| Requirements |
Recast everything from the first line of the items below down to the line containing "[(437, 224)]", both included, as a JSON list of strings with one string per line and blank lines left out.

| Material |

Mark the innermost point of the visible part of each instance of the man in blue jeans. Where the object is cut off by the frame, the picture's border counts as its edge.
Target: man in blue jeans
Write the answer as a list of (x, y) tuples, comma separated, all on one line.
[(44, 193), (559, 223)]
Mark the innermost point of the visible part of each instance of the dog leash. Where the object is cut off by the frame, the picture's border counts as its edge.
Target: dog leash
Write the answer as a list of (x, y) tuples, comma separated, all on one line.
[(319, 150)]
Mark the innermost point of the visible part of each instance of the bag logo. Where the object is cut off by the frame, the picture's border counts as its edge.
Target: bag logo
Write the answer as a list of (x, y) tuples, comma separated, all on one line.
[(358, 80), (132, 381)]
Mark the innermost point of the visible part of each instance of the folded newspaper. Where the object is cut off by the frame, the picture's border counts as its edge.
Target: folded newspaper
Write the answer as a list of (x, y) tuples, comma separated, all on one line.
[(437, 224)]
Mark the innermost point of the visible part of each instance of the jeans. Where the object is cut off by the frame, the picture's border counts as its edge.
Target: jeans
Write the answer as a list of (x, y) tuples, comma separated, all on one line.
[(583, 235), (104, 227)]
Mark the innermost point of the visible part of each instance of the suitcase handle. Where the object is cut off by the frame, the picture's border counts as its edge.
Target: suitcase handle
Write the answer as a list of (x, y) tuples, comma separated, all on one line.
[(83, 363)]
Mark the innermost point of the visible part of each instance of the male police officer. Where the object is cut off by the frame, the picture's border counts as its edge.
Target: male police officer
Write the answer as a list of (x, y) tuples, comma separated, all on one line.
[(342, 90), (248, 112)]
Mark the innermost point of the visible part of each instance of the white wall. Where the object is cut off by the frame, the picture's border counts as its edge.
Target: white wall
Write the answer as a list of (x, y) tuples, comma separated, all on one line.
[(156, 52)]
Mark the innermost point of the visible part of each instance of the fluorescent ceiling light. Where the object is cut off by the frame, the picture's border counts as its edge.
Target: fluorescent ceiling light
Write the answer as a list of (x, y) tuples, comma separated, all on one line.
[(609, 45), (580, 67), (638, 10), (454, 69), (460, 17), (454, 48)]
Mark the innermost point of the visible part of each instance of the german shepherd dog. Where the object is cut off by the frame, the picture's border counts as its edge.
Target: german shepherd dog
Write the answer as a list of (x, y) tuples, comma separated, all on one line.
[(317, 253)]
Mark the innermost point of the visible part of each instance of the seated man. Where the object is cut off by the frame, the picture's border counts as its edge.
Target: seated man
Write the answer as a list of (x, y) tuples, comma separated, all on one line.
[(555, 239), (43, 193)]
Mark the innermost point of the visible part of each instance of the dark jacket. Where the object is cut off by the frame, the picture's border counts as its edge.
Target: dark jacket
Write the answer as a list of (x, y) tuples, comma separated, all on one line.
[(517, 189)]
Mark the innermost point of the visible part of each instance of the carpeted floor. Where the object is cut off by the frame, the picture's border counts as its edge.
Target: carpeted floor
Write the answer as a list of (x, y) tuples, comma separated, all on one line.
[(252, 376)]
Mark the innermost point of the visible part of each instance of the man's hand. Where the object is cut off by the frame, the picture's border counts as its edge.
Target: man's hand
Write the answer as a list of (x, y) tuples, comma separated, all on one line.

| Task result |
[
  "Mark the innermost point of the visible part of each instance of the man in blue jeans. Where the object is cut off by the frame, the picture's border counts as its edge.",
  "Target: man in blue jeans",
  "Write the answer as a list of (x, y) tuples, comma separated, all on one line.",
  "[(44, 193), (559, 223)]",
  "Mark the innermost point of the visible part of each instance of the dog leash. Where the object is cut off by the frame, the picture's border counts as its edge.",
  "Target: dog leash",
  "Write the answer as a list of (x, y) tuples, comma separated, all on one line.",
  "[(319, 150)]",
  "Mark the innermost point of the visible part of each instance of the bag logo. Where the object is cut off by the frame, the picture's border counts as its edge.",
  "Target: bag logo",
  "Write the answer as a list of (x, y) tuples, comma separated, all on one line.",
  "[(358, 80), (132, 381)]",
  "Mark the innermost point of the visible part of each instance of the folded newspaper. Where the object is cut off by the frame, the picture's border counts as its edge.",
  "Target: folded newspaper",
  "Write the answer as a list of (x, y) tuples, comma separated, all on one line.",
  "[(437, 224)]"
]